◆ Required action
Can you print the lines below without any changes, from the first one through the line that contains "rough mask: <svg"?

◆ Stored data
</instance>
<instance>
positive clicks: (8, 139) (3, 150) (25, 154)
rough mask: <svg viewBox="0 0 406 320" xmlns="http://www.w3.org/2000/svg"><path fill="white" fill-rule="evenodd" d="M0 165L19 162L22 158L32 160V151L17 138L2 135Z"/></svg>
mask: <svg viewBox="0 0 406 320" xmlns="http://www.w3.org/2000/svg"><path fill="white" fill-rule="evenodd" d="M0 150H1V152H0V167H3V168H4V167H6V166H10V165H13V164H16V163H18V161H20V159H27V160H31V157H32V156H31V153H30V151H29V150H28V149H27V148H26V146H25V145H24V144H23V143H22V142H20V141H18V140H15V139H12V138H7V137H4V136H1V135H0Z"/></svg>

◆ Output
</instance>
<instance>
positive clicks: (8, 139) (3, 150) (25, 154)
rough mask: <svg viewBox="0 0 406 320" xmlns="http://www.w3.org/2000/svg"><path fill="white" fill-rule="evenodd" d="M0 165L19 162L22 158L32 160V151L17 138L2 135Z"/></svg>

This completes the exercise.